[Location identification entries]
◆ ◆ ◆
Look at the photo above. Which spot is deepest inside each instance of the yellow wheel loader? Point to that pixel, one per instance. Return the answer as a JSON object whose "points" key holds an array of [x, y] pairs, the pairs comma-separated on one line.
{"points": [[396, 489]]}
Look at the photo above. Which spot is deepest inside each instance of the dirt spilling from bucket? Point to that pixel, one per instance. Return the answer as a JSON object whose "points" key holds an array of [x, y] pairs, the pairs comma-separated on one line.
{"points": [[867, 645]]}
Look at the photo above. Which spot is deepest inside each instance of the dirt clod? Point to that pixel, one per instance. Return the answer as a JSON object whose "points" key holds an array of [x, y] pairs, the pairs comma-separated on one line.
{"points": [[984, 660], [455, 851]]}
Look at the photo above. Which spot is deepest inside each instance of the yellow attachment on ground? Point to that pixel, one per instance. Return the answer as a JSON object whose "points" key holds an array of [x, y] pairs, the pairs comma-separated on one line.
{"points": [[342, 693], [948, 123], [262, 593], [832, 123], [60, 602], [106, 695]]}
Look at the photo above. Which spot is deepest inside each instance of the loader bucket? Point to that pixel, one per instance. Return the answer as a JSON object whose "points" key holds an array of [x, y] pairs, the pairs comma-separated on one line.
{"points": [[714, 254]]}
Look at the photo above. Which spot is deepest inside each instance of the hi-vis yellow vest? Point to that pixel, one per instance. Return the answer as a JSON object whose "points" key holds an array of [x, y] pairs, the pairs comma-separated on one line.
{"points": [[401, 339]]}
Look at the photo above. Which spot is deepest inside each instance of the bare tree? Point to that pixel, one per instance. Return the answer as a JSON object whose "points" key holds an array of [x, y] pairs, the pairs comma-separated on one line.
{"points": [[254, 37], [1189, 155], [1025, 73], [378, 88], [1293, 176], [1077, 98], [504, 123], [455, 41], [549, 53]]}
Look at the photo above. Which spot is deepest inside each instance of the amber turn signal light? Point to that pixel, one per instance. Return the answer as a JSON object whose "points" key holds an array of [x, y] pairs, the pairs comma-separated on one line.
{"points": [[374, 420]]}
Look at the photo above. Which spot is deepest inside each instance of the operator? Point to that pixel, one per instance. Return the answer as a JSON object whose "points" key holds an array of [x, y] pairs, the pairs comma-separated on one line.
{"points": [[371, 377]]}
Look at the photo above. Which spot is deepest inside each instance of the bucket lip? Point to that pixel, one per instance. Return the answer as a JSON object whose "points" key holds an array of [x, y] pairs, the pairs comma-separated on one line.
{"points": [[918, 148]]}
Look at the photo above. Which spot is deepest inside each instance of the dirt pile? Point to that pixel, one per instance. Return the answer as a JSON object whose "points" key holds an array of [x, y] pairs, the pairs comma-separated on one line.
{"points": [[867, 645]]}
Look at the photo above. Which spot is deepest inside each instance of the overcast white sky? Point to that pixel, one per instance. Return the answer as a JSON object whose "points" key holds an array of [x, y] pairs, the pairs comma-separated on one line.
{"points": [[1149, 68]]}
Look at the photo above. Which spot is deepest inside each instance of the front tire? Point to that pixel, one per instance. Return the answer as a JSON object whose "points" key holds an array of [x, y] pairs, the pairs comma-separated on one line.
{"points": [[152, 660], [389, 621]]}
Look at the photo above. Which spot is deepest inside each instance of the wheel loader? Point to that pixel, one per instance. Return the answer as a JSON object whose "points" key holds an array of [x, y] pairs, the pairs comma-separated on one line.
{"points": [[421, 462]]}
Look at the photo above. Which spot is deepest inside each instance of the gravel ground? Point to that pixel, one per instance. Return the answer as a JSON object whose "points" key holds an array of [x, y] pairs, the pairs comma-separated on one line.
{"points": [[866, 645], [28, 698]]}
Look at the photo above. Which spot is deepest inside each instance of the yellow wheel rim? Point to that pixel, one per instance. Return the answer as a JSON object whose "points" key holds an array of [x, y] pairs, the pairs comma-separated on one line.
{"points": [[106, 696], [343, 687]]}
◆ ◆ ◆
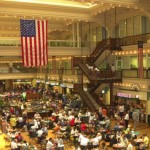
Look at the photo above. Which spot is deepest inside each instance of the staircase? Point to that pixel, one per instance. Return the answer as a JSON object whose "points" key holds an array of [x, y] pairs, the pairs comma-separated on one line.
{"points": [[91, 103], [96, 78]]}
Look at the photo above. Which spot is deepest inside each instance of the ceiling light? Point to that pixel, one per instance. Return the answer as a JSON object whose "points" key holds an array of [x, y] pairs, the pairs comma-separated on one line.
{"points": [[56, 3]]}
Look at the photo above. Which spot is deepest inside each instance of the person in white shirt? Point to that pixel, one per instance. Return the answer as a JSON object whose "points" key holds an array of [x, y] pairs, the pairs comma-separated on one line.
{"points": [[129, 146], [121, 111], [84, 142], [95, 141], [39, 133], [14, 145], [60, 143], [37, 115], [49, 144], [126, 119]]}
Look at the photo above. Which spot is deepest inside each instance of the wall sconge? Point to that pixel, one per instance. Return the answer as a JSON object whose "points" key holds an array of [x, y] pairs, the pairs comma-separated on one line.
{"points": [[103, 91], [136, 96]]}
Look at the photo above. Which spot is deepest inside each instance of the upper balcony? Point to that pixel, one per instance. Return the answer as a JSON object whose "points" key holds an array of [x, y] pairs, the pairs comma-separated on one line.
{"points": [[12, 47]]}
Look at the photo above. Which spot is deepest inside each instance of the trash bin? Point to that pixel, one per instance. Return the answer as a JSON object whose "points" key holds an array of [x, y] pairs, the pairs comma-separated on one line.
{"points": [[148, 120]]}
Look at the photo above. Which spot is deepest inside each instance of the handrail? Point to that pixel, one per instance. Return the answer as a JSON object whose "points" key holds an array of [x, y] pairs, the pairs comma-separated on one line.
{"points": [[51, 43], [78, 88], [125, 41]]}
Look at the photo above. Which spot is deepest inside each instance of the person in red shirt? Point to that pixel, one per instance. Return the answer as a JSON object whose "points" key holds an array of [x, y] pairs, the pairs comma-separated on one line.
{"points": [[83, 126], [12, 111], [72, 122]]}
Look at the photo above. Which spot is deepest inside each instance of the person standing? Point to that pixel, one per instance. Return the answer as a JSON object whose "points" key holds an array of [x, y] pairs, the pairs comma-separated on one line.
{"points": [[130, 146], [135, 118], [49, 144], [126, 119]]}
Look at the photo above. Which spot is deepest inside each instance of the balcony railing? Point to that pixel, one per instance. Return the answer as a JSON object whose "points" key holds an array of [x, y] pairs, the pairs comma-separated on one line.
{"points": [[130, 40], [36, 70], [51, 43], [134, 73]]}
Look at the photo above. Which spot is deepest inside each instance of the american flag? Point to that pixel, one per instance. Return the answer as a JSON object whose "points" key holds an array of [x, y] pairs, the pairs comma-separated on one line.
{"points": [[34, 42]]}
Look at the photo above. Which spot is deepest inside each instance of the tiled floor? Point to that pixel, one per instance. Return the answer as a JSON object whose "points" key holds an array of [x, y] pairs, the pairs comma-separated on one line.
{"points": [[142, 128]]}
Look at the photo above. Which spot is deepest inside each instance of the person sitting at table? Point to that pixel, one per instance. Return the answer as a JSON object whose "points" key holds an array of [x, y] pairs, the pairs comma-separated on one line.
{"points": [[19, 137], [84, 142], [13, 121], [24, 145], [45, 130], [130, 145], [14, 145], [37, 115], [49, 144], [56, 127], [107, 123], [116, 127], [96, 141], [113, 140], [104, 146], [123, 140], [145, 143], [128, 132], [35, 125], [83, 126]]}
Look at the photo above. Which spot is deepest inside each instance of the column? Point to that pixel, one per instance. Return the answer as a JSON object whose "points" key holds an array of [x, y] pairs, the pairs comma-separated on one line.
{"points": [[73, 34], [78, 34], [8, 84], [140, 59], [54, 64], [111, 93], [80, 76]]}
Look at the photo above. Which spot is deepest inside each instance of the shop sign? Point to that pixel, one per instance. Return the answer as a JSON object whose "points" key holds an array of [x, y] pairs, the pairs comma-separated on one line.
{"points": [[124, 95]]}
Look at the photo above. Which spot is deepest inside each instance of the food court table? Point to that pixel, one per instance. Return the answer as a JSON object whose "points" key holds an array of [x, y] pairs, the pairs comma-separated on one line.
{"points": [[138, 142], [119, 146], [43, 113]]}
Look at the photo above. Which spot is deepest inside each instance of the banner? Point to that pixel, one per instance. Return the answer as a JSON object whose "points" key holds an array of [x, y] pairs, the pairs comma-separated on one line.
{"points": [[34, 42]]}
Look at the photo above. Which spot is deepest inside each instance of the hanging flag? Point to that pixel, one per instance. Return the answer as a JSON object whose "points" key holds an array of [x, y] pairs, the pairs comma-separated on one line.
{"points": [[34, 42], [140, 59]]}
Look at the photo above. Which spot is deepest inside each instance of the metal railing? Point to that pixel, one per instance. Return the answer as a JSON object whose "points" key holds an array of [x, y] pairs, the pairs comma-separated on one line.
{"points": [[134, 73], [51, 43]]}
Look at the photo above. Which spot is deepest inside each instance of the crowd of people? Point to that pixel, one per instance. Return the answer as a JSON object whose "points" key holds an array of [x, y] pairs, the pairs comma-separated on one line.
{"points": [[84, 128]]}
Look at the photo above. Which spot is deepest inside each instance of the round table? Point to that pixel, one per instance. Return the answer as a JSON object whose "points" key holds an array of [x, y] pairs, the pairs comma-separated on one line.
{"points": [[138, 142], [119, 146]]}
◆ ◆ ◆
* **Exercise requirements**: Determine how many lines of the records above contain the string "wheel", treating uppercase and lowercase letters as different. State only the number.

* **Written reply**: 3